Required actions:
A. Answer these from the text on medication errors:
(i) How many people fall ill each year because of medication errors?
(ii) About what share of the Horn Law Firm's pharmacy error cases involve large retail pharmacy chains?
(iii) What is named as a common source of dosage error?
B. Extend the text on medication errors, picking up right after its last list entry.

*** Opening Document excerpt ***

Every year, more than 1.5 million people fall ill because of medication errors. The healthcare reforms approved earlier this year pushed medication mistakes into the spotlight, but the rates of these errors continue to remain high, with few improvements in sight.
Most medication errors occur in pharmacies, hospitals, nursing homes and other facilities. At the Horn Law Firm, approximately 85% of the pharmacy error cases we take on involve mistakes made by one of the large retail pharmacy chains, like Walgreens, Wal-Mart and CVS.
Among these prescription errors, 53% involved the wrong drug, while 34% involved the wrong dosage of the drug, and 13% involved wrong administration of the drug.
Here are 7 of the most common prescription errors.
- Wrong medications due to similar names – These can occur because the pharmacist misreads the doctor’s handwritten prescription, or a technician pulls out the wrong drug from the shelf.
- Wrong dosage – These errors occur frequently in hospitals when IV drugs are administered, but they can also occur when handwritten prescriptions or labels are misread. Misplaced decimal points are a common source of dosage error.
- Misinterpreting drug interactions – These can occur when you are on more than two medications. These drugs can interact with each other, which is why it’s so important that pharmacists and doctors take the time to explain side effects and drug interactions.
- Combinations of medications with similar ingredients – When you’re on more than one medication that contains the same ingredients or compounds, there is the danger of an accumulation of the compound that can lead to a possible overdose.

*** Closing Document excerpt ***
*** Opening Records shown ***

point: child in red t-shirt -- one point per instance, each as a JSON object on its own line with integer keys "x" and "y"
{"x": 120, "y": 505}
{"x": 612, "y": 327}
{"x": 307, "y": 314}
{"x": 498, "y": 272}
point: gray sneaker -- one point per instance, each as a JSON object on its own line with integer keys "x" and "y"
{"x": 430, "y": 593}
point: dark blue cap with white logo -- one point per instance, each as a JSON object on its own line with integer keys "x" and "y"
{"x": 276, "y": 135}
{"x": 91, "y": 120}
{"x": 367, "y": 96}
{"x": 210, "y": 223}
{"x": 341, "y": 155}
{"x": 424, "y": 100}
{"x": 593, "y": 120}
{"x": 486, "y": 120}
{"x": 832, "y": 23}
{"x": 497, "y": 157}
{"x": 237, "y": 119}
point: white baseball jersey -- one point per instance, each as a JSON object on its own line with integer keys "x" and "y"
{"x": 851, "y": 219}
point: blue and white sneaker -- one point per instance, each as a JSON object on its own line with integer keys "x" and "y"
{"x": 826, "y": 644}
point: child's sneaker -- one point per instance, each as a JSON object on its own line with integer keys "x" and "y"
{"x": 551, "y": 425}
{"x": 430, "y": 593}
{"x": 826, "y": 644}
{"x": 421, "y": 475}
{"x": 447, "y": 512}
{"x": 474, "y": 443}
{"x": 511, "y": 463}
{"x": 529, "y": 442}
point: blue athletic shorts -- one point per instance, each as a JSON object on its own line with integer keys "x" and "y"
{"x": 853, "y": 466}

*** Closing Records shown ***
*** Opening Records shown ***

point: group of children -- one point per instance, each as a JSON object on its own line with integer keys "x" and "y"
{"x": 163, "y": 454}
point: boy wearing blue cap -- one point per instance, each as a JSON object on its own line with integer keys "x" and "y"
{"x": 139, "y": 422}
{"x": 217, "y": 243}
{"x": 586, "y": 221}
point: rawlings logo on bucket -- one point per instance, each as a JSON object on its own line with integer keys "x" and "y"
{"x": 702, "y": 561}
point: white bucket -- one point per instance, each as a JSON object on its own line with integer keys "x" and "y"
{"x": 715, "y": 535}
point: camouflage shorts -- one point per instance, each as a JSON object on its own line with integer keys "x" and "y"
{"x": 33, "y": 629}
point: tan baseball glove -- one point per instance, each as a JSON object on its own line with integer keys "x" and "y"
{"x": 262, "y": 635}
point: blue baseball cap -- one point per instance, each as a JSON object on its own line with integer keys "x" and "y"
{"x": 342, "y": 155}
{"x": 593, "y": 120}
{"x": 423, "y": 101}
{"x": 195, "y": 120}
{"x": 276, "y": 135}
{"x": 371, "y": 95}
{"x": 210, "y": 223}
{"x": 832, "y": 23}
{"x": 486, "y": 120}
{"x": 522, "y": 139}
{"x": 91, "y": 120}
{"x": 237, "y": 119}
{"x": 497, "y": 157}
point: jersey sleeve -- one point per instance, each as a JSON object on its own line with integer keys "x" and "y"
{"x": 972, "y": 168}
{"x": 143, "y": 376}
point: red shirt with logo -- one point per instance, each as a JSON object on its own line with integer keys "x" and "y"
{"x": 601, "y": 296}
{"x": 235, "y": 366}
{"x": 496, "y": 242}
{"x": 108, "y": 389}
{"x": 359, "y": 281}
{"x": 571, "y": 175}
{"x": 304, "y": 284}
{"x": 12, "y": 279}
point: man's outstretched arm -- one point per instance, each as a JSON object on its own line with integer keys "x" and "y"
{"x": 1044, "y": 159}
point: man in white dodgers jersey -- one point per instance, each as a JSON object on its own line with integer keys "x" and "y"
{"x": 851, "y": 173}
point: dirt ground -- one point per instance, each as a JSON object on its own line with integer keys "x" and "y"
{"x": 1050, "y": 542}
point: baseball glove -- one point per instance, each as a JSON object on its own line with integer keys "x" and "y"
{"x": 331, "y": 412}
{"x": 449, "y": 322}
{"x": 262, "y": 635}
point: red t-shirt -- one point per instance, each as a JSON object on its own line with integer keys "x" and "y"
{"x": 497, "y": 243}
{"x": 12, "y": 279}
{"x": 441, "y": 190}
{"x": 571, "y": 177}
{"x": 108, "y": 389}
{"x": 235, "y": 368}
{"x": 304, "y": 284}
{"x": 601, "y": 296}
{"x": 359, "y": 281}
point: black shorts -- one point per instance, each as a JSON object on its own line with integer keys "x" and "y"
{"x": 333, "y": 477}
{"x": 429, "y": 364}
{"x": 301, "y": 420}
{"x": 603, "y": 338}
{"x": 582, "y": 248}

*** Closing Records shown ***

Answers to the exercise:
A.
(i) More than 1.5 million people.
(ii) Approximately 85%.
(iii) Misplaced decimal points.

B.
- Combining brand-name drugs and generic versions – Generic drugs contain the exact same ingredient that is contained in brand-name drugs. However, patients may not be aware of this. Therefore, they may combine drugs with similar compounds – one, a brand-name version and the other, a generic version – in their homes, and not even know it. Taking both medications could cause an overdose.
- Mixing over-the-counter drugs with prescription drugs – Patients tend to think anything they buy over the counter, is safe to use. However, these over-the-counter drugs can interact with any prescription medications that you’re on, leading to serious injuries.
- Mixing alcohol with prescription drugs – Not every patient may be aware of the kind of effect alcohol can have on the medications their taking. That’s why it’s so important that doctors and pharmacists take time to ask the patient about lifestyle and other habits, such as alcohol use, while prescribing medications.